• Task input:
━━━━━━━━
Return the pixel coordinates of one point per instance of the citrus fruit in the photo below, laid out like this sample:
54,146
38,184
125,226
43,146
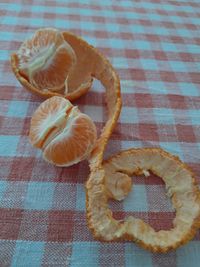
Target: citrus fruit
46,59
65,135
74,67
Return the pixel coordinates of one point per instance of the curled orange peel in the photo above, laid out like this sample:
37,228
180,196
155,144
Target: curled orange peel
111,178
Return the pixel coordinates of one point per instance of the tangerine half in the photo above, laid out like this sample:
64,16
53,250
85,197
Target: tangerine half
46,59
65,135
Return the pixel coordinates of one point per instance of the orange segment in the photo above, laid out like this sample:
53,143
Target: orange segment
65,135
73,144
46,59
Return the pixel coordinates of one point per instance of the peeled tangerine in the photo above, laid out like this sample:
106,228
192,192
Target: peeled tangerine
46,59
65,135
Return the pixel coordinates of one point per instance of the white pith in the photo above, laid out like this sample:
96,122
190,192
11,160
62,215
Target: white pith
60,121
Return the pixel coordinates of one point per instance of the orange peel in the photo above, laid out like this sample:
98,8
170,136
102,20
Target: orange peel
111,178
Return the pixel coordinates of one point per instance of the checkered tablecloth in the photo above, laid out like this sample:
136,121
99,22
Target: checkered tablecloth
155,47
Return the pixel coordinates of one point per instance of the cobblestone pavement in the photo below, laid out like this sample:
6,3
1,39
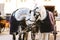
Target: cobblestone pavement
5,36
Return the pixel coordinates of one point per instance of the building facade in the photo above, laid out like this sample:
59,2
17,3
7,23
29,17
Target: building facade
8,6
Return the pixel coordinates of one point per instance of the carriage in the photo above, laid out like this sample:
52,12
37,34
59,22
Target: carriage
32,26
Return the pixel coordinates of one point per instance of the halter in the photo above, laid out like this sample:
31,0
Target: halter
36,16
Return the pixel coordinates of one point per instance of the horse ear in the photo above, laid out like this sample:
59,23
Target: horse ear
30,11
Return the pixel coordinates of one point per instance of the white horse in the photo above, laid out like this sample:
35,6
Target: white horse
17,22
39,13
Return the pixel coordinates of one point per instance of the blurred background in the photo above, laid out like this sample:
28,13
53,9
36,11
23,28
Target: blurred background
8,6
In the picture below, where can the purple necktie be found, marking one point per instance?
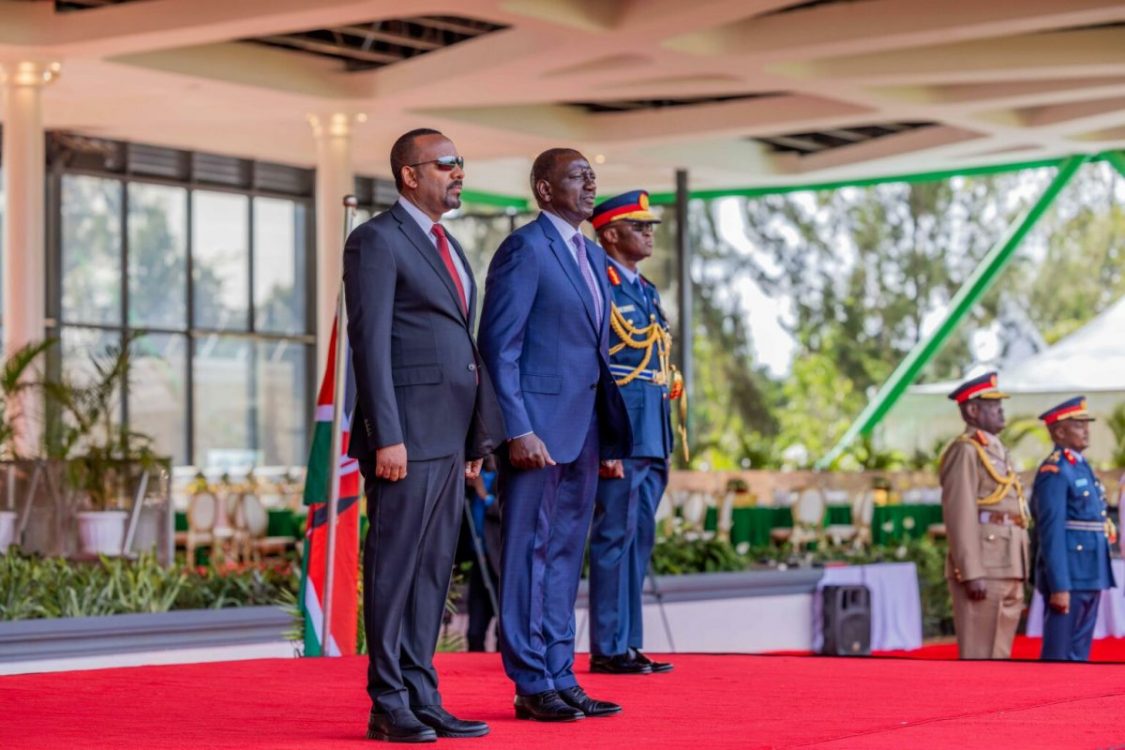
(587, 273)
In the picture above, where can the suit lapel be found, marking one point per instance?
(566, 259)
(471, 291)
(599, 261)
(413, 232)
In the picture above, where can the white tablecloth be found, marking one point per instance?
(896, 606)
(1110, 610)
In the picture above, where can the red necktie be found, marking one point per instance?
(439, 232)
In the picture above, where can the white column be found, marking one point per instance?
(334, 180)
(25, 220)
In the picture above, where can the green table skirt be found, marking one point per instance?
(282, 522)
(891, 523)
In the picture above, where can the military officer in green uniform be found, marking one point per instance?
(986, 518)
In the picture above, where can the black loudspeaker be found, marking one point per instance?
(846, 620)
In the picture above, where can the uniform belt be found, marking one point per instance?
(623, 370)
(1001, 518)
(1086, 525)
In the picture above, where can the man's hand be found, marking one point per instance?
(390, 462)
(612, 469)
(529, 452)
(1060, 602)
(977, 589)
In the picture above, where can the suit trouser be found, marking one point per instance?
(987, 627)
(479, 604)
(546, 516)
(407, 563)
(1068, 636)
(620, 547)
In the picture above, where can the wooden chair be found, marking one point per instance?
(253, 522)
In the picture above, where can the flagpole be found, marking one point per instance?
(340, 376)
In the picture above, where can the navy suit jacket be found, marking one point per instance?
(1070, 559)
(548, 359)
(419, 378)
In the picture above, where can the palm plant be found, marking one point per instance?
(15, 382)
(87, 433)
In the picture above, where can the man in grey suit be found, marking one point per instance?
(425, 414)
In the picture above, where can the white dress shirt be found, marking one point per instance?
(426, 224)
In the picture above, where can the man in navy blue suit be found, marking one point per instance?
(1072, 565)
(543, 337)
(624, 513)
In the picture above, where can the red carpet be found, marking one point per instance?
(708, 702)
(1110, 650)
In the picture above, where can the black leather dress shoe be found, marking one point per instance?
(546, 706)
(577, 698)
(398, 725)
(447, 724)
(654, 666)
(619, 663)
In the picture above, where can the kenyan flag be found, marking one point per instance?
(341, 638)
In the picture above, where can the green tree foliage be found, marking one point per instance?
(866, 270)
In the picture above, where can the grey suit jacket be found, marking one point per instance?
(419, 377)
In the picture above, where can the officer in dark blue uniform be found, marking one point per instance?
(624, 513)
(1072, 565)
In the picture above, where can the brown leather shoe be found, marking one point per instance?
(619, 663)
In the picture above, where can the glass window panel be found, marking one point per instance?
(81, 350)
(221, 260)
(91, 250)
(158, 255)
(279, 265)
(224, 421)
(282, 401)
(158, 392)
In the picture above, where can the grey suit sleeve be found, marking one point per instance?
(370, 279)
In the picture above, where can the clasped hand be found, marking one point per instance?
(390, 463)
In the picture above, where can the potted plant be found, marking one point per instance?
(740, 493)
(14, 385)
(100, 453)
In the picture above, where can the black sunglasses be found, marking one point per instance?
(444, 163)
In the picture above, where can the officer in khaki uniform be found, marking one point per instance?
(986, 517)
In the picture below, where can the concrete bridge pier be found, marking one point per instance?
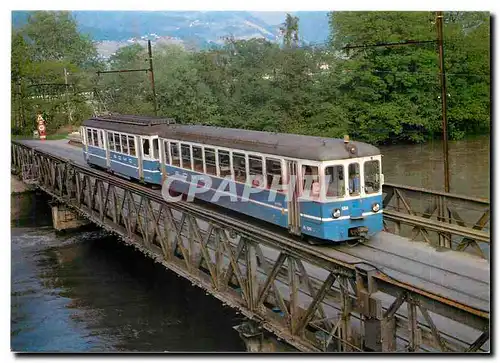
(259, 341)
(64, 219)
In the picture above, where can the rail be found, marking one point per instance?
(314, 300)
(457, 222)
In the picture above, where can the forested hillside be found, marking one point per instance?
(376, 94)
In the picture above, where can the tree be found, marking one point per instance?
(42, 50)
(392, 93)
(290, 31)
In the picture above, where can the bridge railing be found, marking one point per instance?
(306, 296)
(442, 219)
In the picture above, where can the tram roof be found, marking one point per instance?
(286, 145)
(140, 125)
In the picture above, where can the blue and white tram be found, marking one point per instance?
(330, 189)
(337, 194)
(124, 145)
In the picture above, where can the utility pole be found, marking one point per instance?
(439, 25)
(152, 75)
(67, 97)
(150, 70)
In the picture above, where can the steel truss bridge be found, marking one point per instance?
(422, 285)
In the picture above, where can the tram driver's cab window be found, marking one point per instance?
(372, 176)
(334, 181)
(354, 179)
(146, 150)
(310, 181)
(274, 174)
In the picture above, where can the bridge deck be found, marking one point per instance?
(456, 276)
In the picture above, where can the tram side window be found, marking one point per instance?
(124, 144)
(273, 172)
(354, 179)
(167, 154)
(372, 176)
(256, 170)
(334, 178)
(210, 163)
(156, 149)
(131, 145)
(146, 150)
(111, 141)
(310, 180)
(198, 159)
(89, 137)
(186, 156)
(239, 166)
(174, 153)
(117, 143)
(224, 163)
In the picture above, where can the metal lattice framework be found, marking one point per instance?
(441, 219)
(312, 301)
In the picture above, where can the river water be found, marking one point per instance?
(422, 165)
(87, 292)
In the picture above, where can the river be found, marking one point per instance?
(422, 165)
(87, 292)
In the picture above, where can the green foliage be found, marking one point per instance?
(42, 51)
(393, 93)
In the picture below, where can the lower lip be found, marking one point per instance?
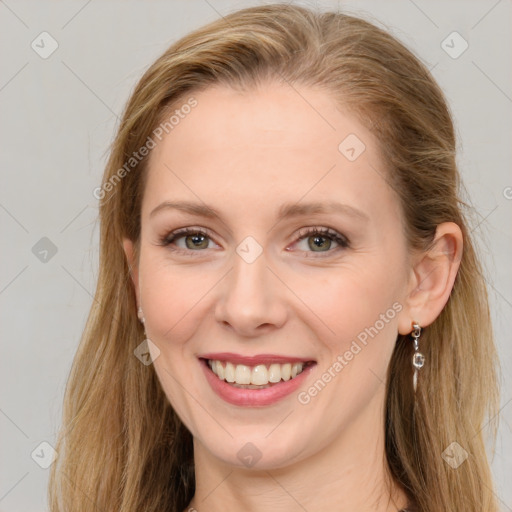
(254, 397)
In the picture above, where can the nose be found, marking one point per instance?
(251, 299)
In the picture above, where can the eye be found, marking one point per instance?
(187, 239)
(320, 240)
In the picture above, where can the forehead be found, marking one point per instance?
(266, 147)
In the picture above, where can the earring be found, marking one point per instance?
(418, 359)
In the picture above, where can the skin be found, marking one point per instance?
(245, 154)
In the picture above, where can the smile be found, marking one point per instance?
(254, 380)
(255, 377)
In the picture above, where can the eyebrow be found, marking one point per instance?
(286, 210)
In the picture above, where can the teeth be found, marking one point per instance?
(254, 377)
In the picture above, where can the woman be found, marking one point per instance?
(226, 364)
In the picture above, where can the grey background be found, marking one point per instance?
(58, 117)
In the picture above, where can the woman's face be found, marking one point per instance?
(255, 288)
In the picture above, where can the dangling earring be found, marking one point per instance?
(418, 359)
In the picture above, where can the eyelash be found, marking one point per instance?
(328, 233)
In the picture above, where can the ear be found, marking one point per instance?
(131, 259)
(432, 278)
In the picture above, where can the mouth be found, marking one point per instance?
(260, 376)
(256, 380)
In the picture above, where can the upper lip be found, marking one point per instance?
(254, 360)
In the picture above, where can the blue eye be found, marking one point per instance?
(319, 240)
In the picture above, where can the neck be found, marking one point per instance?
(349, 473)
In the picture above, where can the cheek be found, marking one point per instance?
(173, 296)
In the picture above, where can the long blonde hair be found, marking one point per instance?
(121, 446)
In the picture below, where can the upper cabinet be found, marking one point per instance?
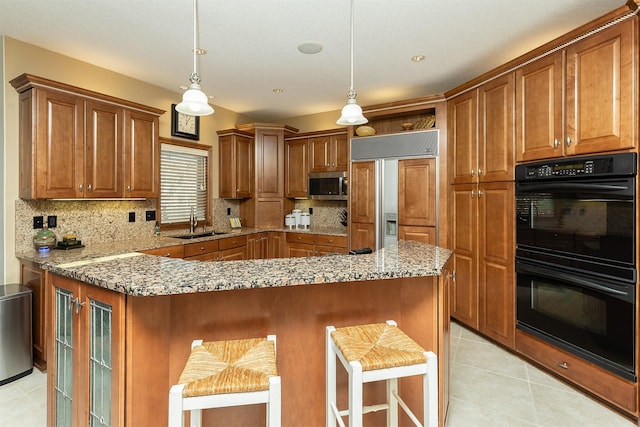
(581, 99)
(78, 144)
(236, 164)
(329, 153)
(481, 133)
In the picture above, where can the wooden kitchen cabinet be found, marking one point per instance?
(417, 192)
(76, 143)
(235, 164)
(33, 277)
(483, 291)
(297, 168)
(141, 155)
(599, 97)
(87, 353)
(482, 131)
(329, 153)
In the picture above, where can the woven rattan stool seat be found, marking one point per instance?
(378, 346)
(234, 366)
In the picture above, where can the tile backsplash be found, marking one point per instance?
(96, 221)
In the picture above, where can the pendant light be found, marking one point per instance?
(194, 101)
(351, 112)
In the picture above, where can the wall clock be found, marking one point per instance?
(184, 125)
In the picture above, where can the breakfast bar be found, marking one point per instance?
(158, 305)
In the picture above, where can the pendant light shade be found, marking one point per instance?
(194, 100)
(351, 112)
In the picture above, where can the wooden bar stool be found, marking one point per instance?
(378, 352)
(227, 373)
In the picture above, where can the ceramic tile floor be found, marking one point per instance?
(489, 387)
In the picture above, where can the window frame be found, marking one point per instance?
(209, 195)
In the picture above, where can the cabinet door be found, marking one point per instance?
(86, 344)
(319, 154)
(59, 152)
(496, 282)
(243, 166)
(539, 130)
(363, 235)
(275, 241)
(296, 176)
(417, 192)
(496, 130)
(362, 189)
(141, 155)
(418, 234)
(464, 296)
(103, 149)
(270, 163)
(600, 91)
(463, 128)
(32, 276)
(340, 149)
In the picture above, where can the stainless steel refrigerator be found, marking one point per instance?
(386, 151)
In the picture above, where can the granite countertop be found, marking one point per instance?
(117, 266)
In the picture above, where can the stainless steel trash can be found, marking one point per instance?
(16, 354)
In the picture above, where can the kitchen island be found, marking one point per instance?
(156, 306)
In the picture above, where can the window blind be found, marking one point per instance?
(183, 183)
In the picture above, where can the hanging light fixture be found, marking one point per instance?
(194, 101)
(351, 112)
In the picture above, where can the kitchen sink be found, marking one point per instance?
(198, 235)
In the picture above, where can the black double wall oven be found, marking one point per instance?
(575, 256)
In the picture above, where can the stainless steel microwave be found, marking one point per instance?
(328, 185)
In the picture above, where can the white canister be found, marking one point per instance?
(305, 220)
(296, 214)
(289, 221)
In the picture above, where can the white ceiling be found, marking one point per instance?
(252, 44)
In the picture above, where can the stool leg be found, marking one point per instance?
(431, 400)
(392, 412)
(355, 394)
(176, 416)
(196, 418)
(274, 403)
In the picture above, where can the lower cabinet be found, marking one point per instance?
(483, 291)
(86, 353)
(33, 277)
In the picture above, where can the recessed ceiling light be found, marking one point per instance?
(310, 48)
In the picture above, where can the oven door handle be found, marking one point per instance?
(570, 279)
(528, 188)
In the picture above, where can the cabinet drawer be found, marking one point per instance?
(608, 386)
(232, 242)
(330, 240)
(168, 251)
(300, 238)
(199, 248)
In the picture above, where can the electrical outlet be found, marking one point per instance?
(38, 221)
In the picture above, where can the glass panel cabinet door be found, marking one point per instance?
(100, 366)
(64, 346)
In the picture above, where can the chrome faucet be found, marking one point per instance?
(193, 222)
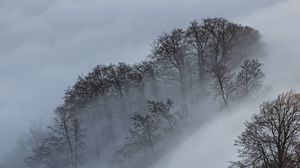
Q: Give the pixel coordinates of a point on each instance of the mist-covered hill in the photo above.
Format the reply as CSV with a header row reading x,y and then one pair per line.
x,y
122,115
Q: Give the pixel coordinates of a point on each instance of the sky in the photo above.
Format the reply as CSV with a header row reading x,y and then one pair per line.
━━━━━━━━
• Task: Look through the entries above. Copy out every line holding the word "each".

• Task output:
Q: Give the pixel coordinates of a point on each instance of the mist-covered hill in the photo above.
Q: Give the pixel coordinates of a point on each instance of the sky in the photo above.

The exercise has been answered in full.